## Data
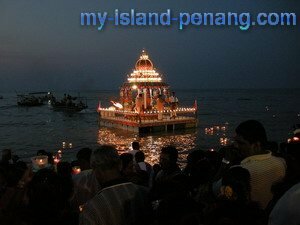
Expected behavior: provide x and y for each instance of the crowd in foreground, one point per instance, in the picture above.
(250, 182)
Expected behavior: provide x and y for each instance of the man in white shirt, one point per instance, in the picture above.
(264, 168)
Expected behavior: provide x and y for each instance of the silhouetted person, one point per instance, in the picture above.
(119, 202)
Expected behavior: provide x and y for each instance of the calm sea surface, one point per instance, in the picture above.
(26, 130)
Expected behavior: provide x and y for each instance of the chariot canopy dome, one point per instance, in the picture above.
(144, 63)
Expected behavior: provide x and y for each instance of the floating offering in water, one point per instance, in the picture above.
(39, 162)
(76, 169)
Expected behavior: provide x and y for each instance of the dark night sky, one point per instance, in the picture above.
(43, 46)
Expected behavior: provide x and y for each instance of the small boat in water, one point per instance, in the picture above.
(34, 98)
(70, 104)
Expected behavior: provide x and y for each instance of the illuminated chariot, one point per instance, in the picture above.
(146, 103)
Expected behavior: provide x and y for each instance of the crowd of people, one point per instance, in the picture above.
(249, 182)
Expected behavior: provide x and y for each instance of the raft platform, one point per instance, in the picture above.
(147, 122)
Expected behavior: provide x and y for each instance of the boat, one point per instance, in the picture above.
(70, 104)
(146, 103)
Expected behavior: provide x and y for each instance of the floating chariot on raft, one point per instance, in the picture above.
(146, 103)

## Exercise
Starting at the line that contains "of the calm", restate word for word every line through the last one in the records above. Return nothing else.

## Written answer
Expected behavior: provide x and y for each instance of the calm sea surface, one point per instance, in the picture above.
(26, 130)
Expected behavior: provide x and y for each instance of the chariot canopy dome, one point per instance, in the picture above.
(144, 63)
Expected behavior: provide x and y for each instance of the floating offering in water, one point per instance, in the picture above.
(39, 162)
(76, 169)
Expected behavior: provide x and y for each instance of the dark night sky, one point per instance, in the picture above.
(43, 46)
Expected behavior: provide x and y for each instance of the small boat in water, one point per instance, in the picture above.
(34, 98)
(70, 104)
Expected behavior: provide x and y for each instance of the illuminated chariot, one point per instance, in the picture above.
(146, 103)
Expected behavior: provide x and y for each instance of the crowd of people, one point per instance, in the picture above.
(249, 182)
Expected behavior: provide x and y for each instance of the raft platform, one point per instance, in the picture above.
(147, 122)
Expected behavior: provide x and y for each instance of the boat, one point per instance, in the picture above.
(70, 104)
(146, 103)
Expected behavior: provide x and y for each instance of the floating chariot on raft, one point per instance, in the picture above.
(146, 103)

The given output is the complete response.